### [TASK REQUIREMENTS]
Print the lines below exactly as written, with none missing.

### [Text-to-region grounding data]
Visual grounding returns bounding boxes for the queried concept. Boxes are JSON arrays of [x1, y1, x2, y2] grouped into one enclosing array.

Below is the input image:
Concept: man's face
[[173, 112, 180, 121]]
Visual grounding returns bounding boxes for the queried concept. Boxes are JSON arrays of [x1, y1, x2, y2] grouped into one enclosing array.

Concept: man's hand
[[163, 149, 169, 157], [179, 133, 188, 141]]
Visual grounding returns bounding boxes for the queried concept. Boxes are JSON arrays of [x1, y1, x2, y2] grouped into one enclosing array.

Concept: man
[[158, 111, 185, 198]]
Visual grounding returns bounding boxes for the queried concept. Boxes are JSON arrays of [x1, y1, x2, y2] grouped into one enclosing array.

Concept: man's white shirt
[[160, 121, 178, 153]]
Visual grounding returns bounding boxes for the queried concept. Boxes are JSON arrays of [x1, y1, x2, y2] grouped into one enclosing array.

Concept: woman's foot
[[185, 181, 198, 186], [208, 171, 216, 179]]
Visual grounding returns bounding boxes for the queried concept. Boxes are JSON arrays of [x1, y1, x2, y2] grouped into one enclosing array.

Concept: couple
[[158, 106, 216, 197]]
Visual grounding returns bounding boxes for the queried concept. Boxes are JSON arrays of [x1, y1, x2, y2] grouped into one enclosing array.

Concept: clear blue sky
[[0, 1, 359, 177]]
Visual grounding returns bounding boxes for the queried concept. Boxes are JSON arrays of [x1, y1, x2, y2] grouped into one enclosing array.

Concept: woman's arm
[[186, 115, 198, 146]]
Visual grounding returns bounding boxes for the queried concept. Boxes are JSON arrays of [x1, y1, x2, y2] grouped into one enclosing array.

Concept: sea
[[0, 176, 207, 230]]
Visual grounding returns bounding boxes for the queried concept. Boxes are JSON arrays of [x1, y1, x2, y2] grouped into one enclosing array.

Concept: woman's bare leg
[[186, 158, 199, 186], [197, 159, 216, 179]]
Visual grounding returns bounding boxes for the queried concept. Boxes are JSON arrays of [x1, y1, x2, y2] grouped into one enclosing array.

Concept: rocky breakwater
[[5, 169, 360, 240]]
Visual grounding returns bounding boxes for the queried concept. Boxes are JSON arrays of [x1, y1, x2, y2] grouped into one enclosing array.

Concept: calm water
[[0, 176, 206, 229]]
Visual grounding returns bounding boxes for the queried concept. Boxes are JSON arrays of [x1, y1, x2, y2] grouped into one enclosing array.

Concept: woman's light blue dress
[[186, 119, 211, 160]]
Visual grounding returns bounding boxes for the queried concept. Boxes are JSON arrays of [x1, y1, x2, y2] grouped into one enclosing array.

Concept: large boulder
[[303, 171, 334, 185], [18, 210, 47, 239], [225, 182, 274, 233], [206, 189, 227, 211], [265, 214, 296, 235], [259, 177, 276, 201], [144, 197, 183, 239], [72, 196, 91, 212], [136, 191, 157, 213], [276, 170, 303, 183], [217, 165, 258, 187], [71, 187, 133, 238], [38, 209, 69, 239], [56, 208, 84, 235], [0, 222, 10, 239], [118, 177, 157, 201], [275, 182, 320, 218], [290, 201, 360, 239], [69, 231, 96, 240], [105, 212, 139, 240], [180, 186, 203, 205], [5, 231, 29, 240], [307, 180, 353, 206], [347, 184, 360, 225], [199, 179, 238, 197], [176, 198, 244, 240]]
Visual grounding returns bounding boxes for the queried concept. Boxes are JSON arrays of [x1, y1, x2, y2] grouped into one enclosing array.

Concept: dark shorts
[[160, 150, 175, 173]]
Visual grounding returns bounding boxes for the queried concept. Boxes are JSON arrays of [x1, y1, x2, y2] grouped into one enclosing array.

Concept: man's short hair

### [TASK SOLUTION]
Visual grounding returns bounding boxes for the queried concept. Boxes are JSON arrays of [x1, y1, x2, y2] grouped into one enclosing array.

Below is the input image:
Concept: man's face
[[173, 112, 180, 121]]
Visual grounding returns bounding boxes for the queried concept. Boxes are JSON arrays of [x1, y1, x2, y2] grouped into one enclosing array.

Concept: man's hand
[[163, 149, 169, 157], [179, 133, 188, 141]]
Visual grounding returns bounding boxes for the queried concept. Boxes are JSON arrays of [x1, y1, x2, y2] grouped into one enclosing array.

Concept: man
[[158, 111, 185, 198]]
Visual grounding returns bounding boxes for the queried concept. Boxes are JSON arrays of [x1, y1, x2, y2] grouped into one enclosing array.

Concept: man's white shirt
[[160, 121, 178, 153]]
Visual grounding returns bounding boxes for the queried concept. Boxes are JSON arrays of [x1, y1, x2, y2] grouped into one enclosing array.

Concept: woman's foot
[[185, 181, 198, 186], [208, 171, 216, 179]]
Visual grounding returns bounding boxes for the queried concept. Boxes are JSON arrays of [x1, y1, x2, y2] grouped into one enclosing array.

Concept: couple
[[158, 106, 216, 197]]
Visual grounding returns bounding boxes for the queried concept. Boxes are JSON arrays of [x1, y1, x2, y2] grouped into one enclosing array.

Concept: clear blue sky
[[0, 1, 359, 177]]
Visual grounding returns bounding boxes for the queried concept. Boxes are JSON arrays of [x1, y1, x2, y2] grouped into one enclosing array.

Concept: woman's arm
[[186, 115, 198, 146]]
Visual grounding returns bounding boxes for the queried concept. Boxes are JSON arrays of [x1, y1, x2, y2] grouped into one enclosing array.

Concept: sea
[[0, 176, 207, 230]]
Visual grounding returns bounding boxes for the queried concept. Boxes are JSON arrays of [x1, y1, x2, y2] grouped into one enclosing array.

Concept: woman's bare leg
[[186, 158, 199, 186], [197, 159, 216, 179]]
Visual grounding returns bounding boxes for the queried concept. Boxes are JSON arrays of [x1, y1, x2, y2] grouped into one enclosing array.

Concept: rocky breakwater
[[5, 169, 360, 240]]
Visual grounding returns bounding boxes for the queried concept. Boxes are JSON arrays of [x1, y1, x2, y2] grouped into one enclosing array.

Concept: calm water
[[0, 176, 206, 229]]
Visual grounding returns bounding boxes for the queried concept. Boxes are JSON arrays of [x1, y1, x2, y2] grouped into one enclosing array.

Concept: woman's light blue dress
[[186, 119, 211, 160]]
Visual grounding returns bounding boxes for the queried concept. Boxes are JSON arrays of [x1, y1, x2, y2] grouped into one enclosing array.

Concept: large boulder
[[303, 171, 334, 185], [18, 210, 47, 239], [225, 182, 274, 233], [206, 189, 227, 211], [265, 214, 296, 235], [259, 177, 276, 201], [144, 197, 183, 239], [72, 196, 91, 212], [136, 191, 157, 213], [276, 170, 303, 183], [217, 165, 258, 187], [71, 187, 133, 238], [38, 209, 69, 239], [56, 208, 84, 235], [0, 222, 10, 239], [118, 177, 157, 201], [275, 182, 320, 218], [290, 201, 360, 239], [69, 231, 96, 240], [105, 212, 139, 240], [180, 186, 203, 205], [5, 231, 29, 240], [307, 180, 353, 206], [347, 184, 360, 225], [199, 179, 238, 197], [176, 198, 244, 240]]
Visual grounding returns bounding boxes for the queried concept. Boxes are JSON arrays of [x1, y1, x2, y2] grouped into one enclosing array.

Concept: dark shorts
[[160, 150, 175, 173]]
Visual grounding returns bounding boxes for the queried concept. Boxes are JSON arrays of [x1, y1, x2, y2] grouped into one enclosing array.

Concept: man's short hair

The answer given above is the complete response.